> [Document section]
*** Begin section ***

NYT: Government, Health Organization Infighting Slowing Down Ebola Fight in Liberia

NYT: Government, Health Organization Infighting Slowing Down Ebola Fight in Liberia

Chaos in the halls of power in Monrovia has reigned amid Liberia’s fight against the Ebola outbreak engulfing it, with foreign donors clashing with Liberian officials on how to best distribute funding and resources in the country.

In an exclusive report based on minutes from meetings between high-level Liberian officials and global health organizations and their donors, the New York Times reports that much of the tension arises from Liberian officials feeling suppressed in providing input on how best to use resources. The result has been millions of dollars in aid sitting unused at the United Nations, as officials debate where best to built new Ebola Testing Units and health facilities.

Officials quoted on background downplayed the tensions, describing meetings of the “Incident Management System,” charged with running Ebola efforts, as “collegial” and “effective.” Others attested to “showmanship and political posturing” in said meetings, however, and the proof of such stagnation in bureaucracy is in the lack of effective use of funding.

*** End section ***

> [Activity]
Reproduce the full report on infighting slowing the Ebola response in Liberia word for word.

> [Given data]
*** Begin section ***

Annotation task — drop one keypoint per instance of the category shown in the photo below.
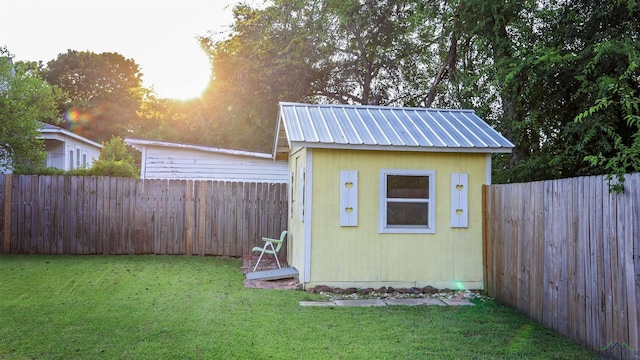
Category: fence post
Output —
(7, 214)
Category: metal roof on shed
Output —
(368, 127)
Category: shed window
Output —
(407, 201)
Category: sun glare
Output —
(182, 77)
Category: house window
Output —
(407, 201)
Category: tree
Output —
(115, 160)
(540, 60)
(25, 100)
(304, 50)
(104, 92)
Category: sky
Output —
(159, 35)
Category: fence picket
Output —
(577, 267)
(105, 215)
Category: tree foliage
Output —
(115, 160)
(25, 100)
(103, 92)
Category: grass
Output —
(176, 307)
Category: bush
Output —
(117, 168)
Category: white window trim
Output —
(407, 229)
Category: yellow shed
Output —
(386, 196)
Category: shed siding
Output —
(360, 256)
(296, 247)
(175, 163)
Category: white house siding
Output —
(176, 163)
(66, 150)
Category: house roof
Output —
(139, 143)
(47, 129)
(368, 127)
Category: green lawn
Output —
(176, 307)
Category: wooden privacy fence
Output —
(567, 254)
(105, 215)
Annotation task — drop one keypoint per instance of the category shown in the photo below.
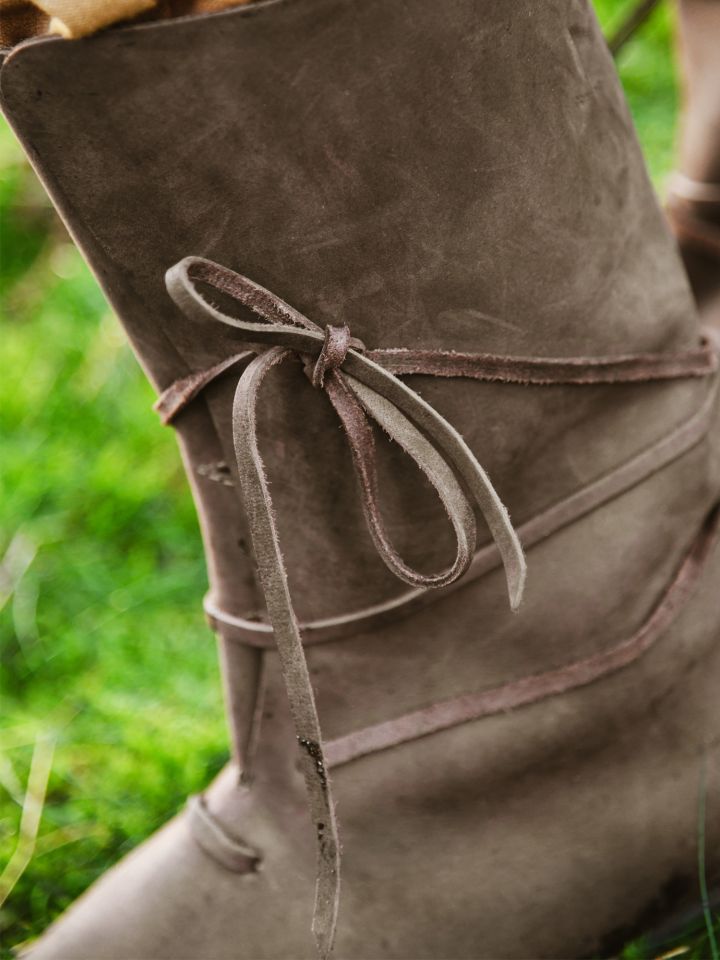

*** End section ***

> [Response below]
NYT: Government, Health Organization Infighting Slowing Down Ebola Fight in Liberia

NYT: Government, Health Organization Infighting Slowing Down Ebola Fight in Liberia

Chaos in the halls of power in Monrovia has reigned amid Liberia’s fight against the Ebola outbreak engulfing it, with foreign donors clashing with Liberian officials on how to best distribute funding and resources in the country.

In an exclusive report based on minutes from meetings between high-level Liberian officials and global health organizations and their donors, the New York Times reports that much of the tension arises from Liberian officials feeling suppressed in providing input on how best to use resources. The result has been millions of dollars in aid sitting unused at the United Nations, as officials debate where best to built new Ebola Testing Units and health facilities.

Officials quoted on background downplayed the tensions, describing meetings of the “Incident Management System,” charged with running Ebola efforts, as “collegial” and “effective.” Others attested to “showmanship and political posturing” in said meetings, however, and the proof of such stagnation in bureaucracy is in the lack of effective use of funding.